## TRY IT
Nothing in the data may be altered as it is transcribed.

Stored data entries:

========================================

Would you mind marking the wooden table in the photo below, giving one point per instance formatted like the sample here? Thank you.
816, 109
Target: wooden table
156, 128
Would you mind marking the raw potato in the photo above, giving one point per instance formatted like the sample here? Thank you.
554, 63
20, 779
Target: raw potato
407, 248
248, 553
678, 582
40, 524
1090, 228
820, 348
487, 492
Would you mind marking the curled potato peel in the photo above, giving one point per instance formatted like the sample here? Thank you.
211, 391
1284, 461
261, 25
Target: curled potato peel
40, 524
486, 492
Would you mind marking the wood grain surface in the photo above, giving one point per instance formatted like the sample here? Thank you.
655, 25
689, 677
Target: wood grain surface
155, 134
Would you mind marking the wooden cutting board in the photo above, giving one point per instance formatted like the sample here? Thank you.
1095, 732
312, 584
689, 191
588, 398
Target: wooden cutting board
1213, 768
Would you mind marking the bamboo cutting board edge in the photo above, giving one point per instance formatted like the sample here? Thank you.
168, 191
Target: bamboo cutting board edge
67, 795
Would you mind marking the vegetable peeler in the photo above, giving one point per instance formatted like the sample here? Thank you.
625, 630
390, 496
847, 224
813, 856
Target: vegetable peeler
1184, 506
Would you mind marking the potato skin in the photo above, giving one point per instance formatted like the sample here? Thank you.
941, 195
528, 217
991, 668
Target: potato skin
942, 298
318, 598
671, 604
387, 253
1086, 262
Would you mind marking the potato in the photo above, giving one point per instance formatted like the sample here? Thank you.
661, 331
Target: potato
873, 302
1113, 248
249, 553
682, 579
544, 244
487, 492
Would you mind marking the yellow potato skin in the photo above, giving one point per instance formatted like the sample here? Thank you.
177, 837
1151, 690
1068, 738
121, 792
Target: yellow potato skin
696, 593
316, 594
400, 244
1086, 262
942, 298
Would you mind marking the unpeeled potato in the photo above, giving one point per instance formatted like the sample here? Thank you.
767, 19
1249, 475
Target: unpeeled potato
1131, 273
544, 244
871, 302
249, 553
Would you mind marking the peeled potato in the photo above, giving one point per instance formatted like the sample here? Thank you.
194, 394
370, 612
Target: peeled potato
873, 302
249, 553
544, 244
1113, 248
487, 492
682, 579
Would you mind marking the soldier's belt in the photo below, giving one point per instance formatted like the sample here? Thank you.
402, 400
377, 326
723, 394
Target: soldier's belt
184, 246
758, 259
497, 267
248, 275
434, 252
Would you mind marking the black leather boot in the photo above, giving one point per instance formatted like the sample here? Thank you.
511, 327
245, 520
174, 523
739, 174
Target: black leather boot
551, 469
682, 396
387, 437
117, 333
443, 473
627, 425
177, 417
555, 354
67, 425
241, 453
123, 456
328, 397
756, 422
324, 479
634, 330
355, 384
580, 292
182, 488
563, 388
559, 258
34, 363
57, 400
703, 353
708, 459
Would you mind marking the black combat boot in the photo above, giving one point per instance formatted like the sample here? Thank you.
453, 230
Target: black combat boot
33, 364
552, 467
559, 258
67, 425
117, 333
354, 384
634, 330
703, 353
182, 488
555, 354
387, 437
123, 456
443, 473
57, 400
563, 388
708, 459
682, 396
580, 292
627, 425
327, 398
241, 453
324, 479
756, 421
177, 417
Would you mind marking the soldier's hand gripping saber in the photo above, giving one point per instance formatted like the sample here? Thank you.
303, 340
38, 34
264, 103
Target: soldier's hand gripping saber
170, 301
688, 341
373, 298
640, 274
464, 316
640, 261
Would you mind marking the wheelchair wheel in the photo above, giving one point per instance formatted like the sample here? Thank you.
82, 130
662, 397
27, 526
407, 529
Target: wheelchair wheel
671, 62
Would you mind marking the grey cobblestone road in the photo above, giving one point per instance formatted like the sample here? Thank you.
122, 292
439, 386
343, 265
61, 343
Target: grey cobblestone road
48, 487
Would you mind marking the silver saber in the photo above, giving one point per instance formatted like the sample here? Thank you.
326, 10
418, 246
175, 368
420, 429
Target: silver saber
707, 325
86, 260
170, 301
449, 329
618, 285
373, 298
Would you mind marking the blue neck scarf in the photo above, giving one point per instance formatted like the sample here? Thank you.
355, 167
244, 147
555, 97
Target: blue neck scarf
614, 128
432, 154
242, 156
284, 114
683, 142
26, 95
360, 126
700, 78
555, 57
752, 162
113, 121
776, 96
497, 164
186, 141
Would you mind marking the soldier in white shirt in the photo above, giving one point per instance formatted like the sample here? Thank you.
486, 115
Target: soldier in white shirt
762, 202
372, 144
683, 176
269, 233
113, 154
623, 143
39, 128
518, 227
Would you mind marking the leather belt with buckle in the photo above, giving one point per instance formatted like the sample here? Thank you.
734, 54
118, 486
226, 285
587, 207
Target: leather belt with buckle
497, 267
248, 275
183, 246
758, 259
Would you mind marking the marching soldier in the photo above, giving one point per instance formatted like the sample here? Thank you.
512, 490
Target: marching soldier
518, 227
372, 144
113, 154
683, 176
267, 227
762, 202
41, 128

========================================

## EXERCISE RESPONSE
Would you mind marking the wooden table in the photo below, giving one point per instance formatted like the sample here? Thank you.
816, 109
Target: wooden table
156, 128
Would you mind marking the raw potato in the photo above, giving one point per instance formatted like the sample here? Thank you.
554, 63
20, 779
Target: raw potato
407, 248
248, 553
678, 582
40, 524
1090, 228
820, 348
487, 492
Would you mind marking the curled potato peel in the photo above, giving one point per instance formatted like the sample here? Thank you.
211, 391
1284, 461
261, 25
Target: curled potato peel
40, 524
486, 492
Would you mind marking the wood grain surface in the photo above, giving one point per instance formatted like the sample here? Thank you.
655, 25
689, 677
Target: wood grain surface
155, 134
Would you mind marking the wooden cutting board in the photo above, giving one point per instance formatted like the sample here? Thank you.
1095, 732
312, 584
689, 191
588, 398
Target: wooden cutting board
1213, 768
Would you mind marking the bamboo cutting board edge in the photo above, giving one point per instance formatted like the sample here? Thank you.
168, 191
Target: bamboo cutting board edge
67, 795
Would you mind marking the vegetable peeler in the photo above, giving one point per instance formatted like the sample here? Thank you.
625, 630
390, 496
847, 224
813, 856
Target: vegetable peeler
1184, 506
Would you mind marking the potato skin in the photo above, giving one point per instance formatted like the sample here? Thank you.
941, 195
528, 217
991, 668
Target: potato skin
942, 298
318, 598
671, 604
387, 253
1086, 262
Would you mind marking the potato in the photo above, giving one point per instance formatted like the sample here? Thank you.
661, 331
Target: potato
873, 302
1113, 248
249, 553
682, 579
544, 244
487, 492
Would you mind marking the yellow potato skin in the photo above, giving one point per instance formatted like the sample here? Thank you.
177, 837
1151, 690
1068, 738
121, 792
Target: yellow potato skin
696, 593
316, 594
400, 244
1086, 262
942, 298
Would you mind marking the unpeeled potato in the photo above, giving one point per instance formatted like the sample here? Thank you.
767, 19
1249, 475
Target: unpeeled potato
1131, 273
544, 244
871, 302
249, 553
Would you mind marking the peeled potato in the photo above, giving one point per instance formatted like the sample here? Thank you.
194, 394
370, 612
Target: peeled potato
873, 302
249, 553
544, 244
1113, 248
487, 492
682, 579
Would you mind marking the soldier's belt in the photo below, giving one point per instance formatted like the sample here? Thank you.
402, 400
377, 326
723, 394
Target: soldier's belt
184, 246
758, 259
497, 267
248, 275
434, 252
Would you mind marking the black leather boot in the photo above, giving one point per instance formatted like the sample here? Thank you.
511, 327
245, 520
174, 523
739, 174
Target: black leather boot
551, 469
682, 396
387, 437
117, 333
443, 473
627, 425
177, 417
555, 354
67, 425
241, 453
123, 456
328, 397
756, 422
324, 479
634, 330
355, 384
580, 292
182, 488
563, 388
559, 258
34, 363
57, 400
703, 353
708, 459
Would you mind marking the black combat boot in the photo above, giving one point per instance formatted like the sample here? Thank you.
453, 230
Target: black combat boot
33, 364
552, 467
559, 258
67, 425
117, 333
354, 384
634, 330
703, 353
182, 488
555, 354
387, 437
123, 456
443, 473
57, 400
563, 388
708, 459
682, 396
580, 292
627, 425
327, 398
241, 453
324, 479
756, 421
177, 417
Would you mind marking the soldier's hand gripping saber in the photo above, giving one point per instance formatted like the sample here? Thank you.
303, 340
38, 34
264, 103
Target: soldier's hand gripping saber
170, 301
688, 341
373, 298
640, 274
464, 316
640, 261
Would you mind marking the wheelchair wheel in the photo above, giving one point per instance formatted like the sample here? Thank you.
82, 130
662, 397
27, 526
407, 529
Target: wheelchair wheel
671, 62
Would you mind marking the grey cobblestone road in the photo above, giving one point per instance formatted like the sample here? Thank you.
122, 292
439, 386
343, 265
61, 343
Target: grey cobblestone road
48, 487
Would you mind marking the silver saber in the photo above, giving one point per instance formatted like the sample here? Thank you.
326, 10
418, 246
175, 368
420, 429
Target: silver saber
707, 325
86, 260
170, 301
449, 329
618, 285
373, 298
Would you mind marking the blue neck scarf in the photo above, giving one point per instance formatted like the sample here? Thank you.
355, 167
244, 147
555, 97
Target: blue neck scarf
614, 128
432, 154
242, 156
284, 114
683, 142
26, 95
360, 126
700, 78
555, 57
752, 162
113, 121
776, 96
497, 164
186, 141
Would you mind marking the soldier in white shirt in the photo above, giving one point per instance formatted like the sample here? Thank you.
486, 115
Target: soldier in white shirt
762, 202
372, 144
683, 176
269, 233
113, 154
623, 143
39, 128
518, 227
Would you mind marking the leather belt with buckle in the photo above, giving one point per instance formatted like the sample here? Thank you.
734, 54
118, 486
226, 285
587, 207
Target: leather belt with buckle
497, 267
248, 275
183, 246
758, 259
Would you mind marking the marching soldier in the photo above, giving one point per instance formatted like the sample here? Thank you.
512, 490
Target: marching soldier
518, 227
372, 144
113, 154
683, 176
267, 227
762, 202
41, 128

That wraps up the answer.